◆ WHAT THE TASK REQUIRES ◆
Extract each line of the rows below that contains the word "bucket", and copy every such line in full. Matching is case-sensitive.

Dataset items
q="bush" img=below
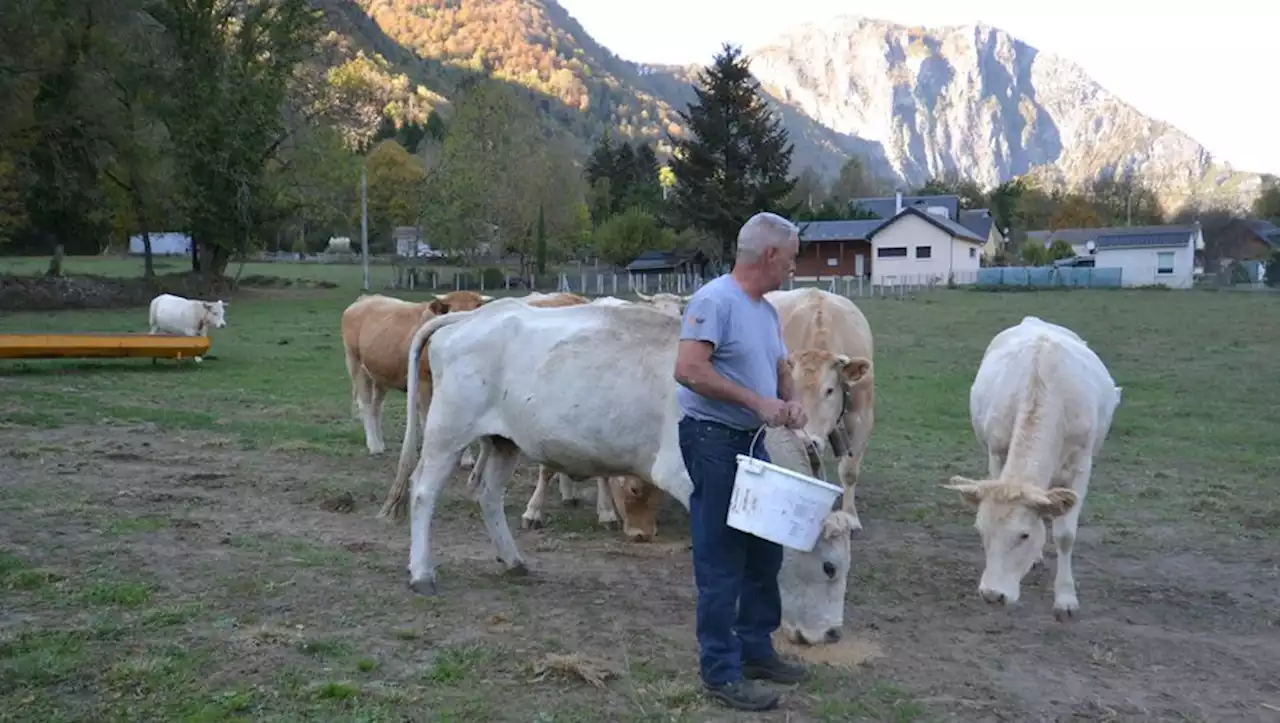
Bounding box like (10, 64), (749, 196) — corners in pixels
(1266, 251), (1280, 288)
(480, 266), (507, 289)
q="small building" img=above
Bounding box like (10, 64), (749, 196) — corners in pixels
(129, 232), (191, 256)
(1027, 224), (1204, 289)
(796, 206), (986, 284)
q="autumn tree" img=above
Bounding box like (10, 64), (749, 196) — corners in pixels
(595, 209), (675, 266)
(1253, 177), (1280, 220)
(668, 44), (795, 262)
(154, 0), (319, 276)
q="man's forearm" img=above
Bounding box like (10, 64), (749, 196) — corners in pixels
(676, 363), (760, 409)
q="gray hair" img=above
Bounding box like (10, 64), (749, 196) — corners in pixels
(737, 211), (800, 264)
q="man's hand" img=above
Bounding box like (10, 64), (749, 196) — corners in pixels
(783, 402), (809, 429)
(755, 399), (788, 427)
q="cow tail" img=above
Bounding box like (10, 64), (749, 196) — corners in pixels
(378, 311), (481, 522)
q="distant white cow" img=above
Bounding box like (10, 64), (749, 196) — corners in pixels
(150, 294), (229, 362)
(943, 316), (1120, 621)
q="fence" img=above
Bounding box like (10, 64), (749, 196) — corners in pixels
(978, 266), (1121, 289)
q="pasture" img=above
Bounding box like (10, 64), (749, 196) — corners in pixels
(0, 278), (1280, 723)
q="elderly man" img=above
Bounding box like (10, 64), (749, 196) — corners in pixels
(676, 214), (806, 710)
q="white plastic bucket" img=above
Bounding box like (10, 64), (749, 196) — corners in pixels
(724, 424), (845, 553)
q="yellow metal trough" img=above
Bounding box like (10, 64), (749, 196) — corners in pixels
(0, 333), (209, 360)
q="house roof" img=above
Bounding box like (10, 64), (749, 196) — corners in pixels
(797, 219), (884, 243)
(1027, 225), (1198, 248)
(957, 209), (996, 239)
(849, 193), (960, 220)
(867, 206), (987, 244)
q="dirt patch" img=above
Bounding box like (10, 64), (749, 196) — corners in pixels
(0, 426), (1280, 722)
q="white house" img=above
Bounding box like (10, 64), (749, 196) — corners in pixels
(129, 232), (191, 256)
(867, 206), (987, 285)
(1027, 223), (1204, 289)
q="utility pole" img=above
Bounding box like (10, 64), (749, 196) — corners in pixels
(360, 163), (369, 292)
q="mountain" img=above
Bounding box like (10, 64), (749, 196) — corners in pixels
(316, 0), (1262, 206)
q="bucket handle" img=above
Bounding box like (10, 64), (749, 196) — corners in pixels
(746, 425), (831, 485)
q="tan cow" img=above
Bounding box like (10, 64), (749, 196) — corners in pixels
(342, 290), (493, 454)
(764, 288), (876, 530)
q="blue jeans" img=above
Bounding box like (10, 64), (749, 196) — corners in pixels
(680, 417), (782, 686)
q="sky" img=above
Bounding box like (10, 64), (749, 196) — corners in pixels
(559, 0), (1280, 174)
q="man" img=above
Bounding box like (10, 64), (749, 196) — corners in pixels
(676, 214), (806, 710)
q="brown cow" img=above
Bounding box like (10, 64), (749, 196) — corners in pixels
(342, 290), (493, 454)
(764, 288), (876, 530)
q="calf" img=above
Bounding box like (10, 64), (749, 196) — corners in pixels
(342, 290), (493, 454)
(943, 316), (1120, 622)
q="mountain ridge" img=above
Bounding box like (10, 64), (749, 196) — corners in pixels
(323, 0), (1262, 210)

◆ COMPLETE OUTPUT ◆
q="white plastic bucket" img=above
q="bucket handle" img=above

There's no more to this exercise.